[Excerpts from a dataset]

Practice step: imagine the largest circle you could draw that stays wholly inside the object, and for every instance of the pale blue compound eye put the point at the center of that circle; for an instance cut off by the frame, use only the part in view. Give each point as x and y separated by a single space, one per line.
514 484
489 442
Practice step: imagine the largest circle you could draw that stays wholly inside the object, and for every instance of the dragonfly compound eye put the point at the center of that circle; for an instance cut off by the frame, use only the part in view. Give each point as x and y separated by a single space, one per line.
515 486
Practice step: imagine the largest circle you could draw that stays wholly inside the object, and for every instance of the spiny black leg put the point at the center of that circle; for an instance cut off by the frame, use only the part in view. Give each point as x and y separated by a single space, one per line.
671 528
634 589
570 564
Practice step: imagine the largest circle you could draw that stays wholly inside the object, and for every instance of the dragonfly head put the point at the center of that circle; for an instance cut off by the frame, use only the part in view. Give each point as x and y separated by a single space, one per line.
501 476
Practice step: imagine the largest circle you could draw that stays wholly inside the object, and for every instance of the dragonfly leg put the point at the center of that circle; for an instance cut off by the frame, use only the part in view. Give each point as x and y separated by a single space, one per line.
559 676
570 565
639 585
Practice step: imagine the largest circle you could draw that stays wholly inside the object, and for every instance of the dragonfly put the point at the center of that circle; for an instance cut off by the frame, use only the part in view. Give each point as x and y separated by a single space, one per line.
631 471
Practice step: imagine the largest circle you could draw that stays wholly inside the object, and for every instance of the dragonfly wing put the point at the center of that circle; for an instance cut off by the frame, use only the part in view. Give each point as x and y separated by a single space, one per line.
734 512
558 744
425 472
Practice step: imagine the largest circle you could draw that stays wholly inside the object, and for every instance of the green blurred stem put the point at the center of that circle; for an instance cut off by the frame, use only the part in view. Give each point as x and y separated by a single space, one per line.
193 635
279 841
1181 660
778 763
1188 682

* [EXERCISE OBJECTIVE]: Your reply should consist of all the records, set down exactly.

* [EXPECTED ANSWER]:
Practice step: imagine the largest circle you could draw that stays wholly inside the object, and for every instance of the pale blue compound eye put the point at the center of that circle; for an instance cut off by the frame, use only the part in view. Give each point as x and y separated by a single space, one per line.
514 484
489 442
Practice step: imagine the largest circle you could draw that stays wholly inside the object, and for every instance of the dragonfly compound eye put the point at the center of that circle; for an instance cut off by the frame, use only the part in view. Give each point as x and y separated by a single space, one per line.
515 486
Practice step: imagine the largest circle you could draw that stays wholly inside the object, and for every instance of the spiny black leg put the point at the center of that circle; for an instance cut off by the frame, use only the part in view. Give each point as x and y separated by a single space, one per line.
671 528
634 589
570 564
Practice step: imagine the largest circle you could draw that stays wholly inside the object, and for every instance of the dragonfly head put the point at the center of that circle; for an instance cut off by the frame, use only the part in view. Give each point as x and y separated by a single space, one per line.
501 476
Practice step: imagine the largest circle you could draw that stays wholly inside the object, and for every instance of the dragonfly leg put the point at the center of that circle; for an instance cut off by the frame, use only the part in view. Give each point as x and y separated by a single space, one per line.
559 676
570 565
639 585
Practice step: imagine the largest circle you could draw that stays wholly inside the object, and for every instance of the dragonfly put the point at the center of that circle; for an instance cut off by the frame, use only the part in view. Give each point as x and y separated by a single space, one per line.
631 471
Practice step: imagine the largest circle you could draw that stays wholly inside the object, and for every instance of the dragonfly wing put the point at the center of that circle; for an instance cut off by the frame, use only the part in view. Give each point as x and y separated by a single space, one per line.
734 512
558 744
425 472
Practice step: imagine the largest circle you could draw that stays wholly inside the object, and for every instance of the green blurred stem put the point at the center of that circle; for an instance cut off by the frame, use only the part in view. Give each point as x and y separated by a single space, one per line.
193 635
279 841
1181 660
778 763
1188 682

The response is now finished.